[Work request A] Name every kind of spiritual hunger that the passage about commercial fishing says its subject addresses.
[Work request B] Carry the passage about commercial fishing further, starting after its final sentence.

[Text section]
Commercial fishing, which tops the list of the world’s most dangerous occupations, has long been a magnet for writers and readers. The subject addresses a hunger of the spirit – for adventure, for conquest, for solitude and for communion with the cosmos. “Why is almost every robust healthy boy with a robust healthy soul in him,” Melville asks, “at some time or other crazy to go to sea?” Charles “Tiggie” Peluso and Sandy Macfarlane offer a convincing answer.

Tiggie: The Lure and Lore of Commercial Fishing in New England begins more than 30 years ago in a remote cove on Cape Cod’s Pleasant Bay, Macfarlane, a young marine biologist newly deputized by the Orleans shellfish warden, gathers up her courage to confront one of the Cape’s crustiest, crankiest commercial fishermen, a local legend named Tiggie Peluso. It’s more than a contest between youth and age, or rules and reason, or book knowledge and hard-earned practical experience. It’s a clash of two strong wills and two warring cultures – a bucolic, rustic Cape Cod that is in the process of changing beyond recognition, and an industry that is losing its past under a tsunami of foreign competition, legalisms and new technology.


In Tiggie we hear both their voices. Tiggie’s personal stories about fishing in the 40’s, 50’s, and 60’s are at once poignant, matter-of-fact and haunting in his appreciation of the beauty around him, and reverence for all life, especially in the sea. We meet his crew mates and friends, learn about their idiosyncrasies and their humanness, their struggles to make ends meet, their financial binges in good times. We come to understand their disdain for those who try to regulate what they do, their less-than-perfect relationships with women and, above all, their love of the life they have chosen.

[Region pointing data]
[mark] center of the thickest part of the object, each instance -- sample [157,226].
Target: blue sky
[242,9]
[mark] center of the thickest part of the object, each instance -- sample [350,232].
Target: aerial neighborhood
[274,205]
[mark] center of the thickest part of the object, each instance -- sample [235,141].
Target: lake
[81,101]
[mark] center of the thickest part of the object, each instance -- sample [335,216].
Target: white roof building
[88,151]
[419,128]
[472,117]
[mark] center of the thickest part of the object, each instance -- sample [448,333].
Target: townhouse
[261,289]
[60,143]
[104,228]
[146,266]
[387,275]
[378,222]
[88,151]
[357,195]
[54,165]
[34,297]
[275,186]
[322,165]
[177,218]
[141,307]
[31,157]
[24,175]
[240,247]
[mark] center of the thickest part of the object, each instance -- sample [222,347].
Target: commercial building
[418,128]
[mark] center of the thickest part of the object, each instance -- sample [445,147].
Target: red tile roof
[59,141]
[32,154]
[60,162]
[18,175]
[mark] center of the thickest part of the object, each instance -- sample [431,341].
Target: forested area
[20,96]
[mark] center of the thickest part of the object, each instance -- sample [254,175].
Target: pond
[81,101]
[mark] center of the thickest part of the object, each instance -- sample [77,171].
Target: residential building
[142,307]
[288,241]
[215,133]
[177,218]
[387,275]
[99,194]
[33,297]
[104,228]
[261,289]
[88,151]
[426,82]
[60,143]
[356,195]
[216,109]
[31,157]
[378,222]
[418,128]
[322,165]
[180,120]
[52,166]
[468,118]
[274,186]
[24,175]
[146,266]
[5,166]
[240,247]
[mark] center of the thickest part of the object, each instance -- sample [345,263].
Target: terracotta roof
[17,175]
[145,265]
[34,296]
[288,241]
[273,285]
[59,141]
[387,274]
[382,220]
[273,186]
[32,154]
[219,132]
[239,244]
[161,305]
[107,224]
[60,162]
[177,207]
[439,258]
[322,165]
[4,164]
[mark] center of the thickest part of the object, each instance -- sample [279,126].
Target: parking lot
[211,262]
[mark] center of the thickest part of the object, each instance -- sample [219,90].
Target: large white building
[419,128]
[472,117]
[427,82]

[Written response A] Adventure, conquest, solitude, and communion with the cosmos.

[Written response B]
Sandy Macfarlane is the author of Rowing Forward, Looking Back, a chronicle of life in a small coastal community bombarded by development pressures. She and Tiggie, now both retired, met regularly at the local coffee shop over the past several years. Their breakfast conversations and Tiggie’s stories interweave past and present and the threads of their very different lives.

Tiggie is more than a memoir or a how-to book, but it combines the virtues of each. With detailed insights into the catching of fish and moving reflections on the beauty of the rituals, the surroundings, the characters, it captures the moments and the moods of a vanishing way of life.

 

Author Information

Sandy Macfarlane moved to Cape Cod after graduation from the University of Massachusetts, having spent summers there. She earned a Masters degree from Antioch New England Graduate School in resource management and administration. Sandy was the first municipal Shellfish Biologist in Massachusetts and was also the first Conservation Administrator in the town of Orleans. As a shellfish officer, she enforced shellfish regulations, often butting heads with commercial fishermen such as Tiggie. Her first book, Rowing Forward, Looking Back: Shellfish and the Tides of Change at the Elbow of Cape Cod, was highly praised for her ability to infuse “personality with science to demystify the complex biological processes that unfold in the marine environment.” She is past president of the New England Estuarine Research Society and member of the National Shellfisheries Association. Retired from the town, she founded Coastal Resource Specialists, a company dealing with shellfish issues. Her collaboration with Tiggie proved to be an ironic twist of fate.

Tiggie Peluso arrived on Cape Cod in 1946 after serving in the Army in World War II, to begin a career in commercial fishing. He became proficient in four separate types of fishing - longlining for cod, haddock and halibut; shellfishing for scallops, quahaugs and clams, rod and reel and flyfishing for striped bass; and fresh water fishing - an unusual achievement. He was a founding member and president of the Chatham Seafood Coop, the second largest fishermen’s cooperative in New England. After 25 years of fishing, he dictated stories of his experiences, which were transcribed. Forty years later, a chance coffee shop meeting with Sandy Macfarlane brought the stories to light. Sandy and Tiggie had shared shellfish experiences - on opposite sides of the law. With hatchets buried, the former shellfish officer-turnedauthor and the former commercial fisherman formed an unlikely collaboration.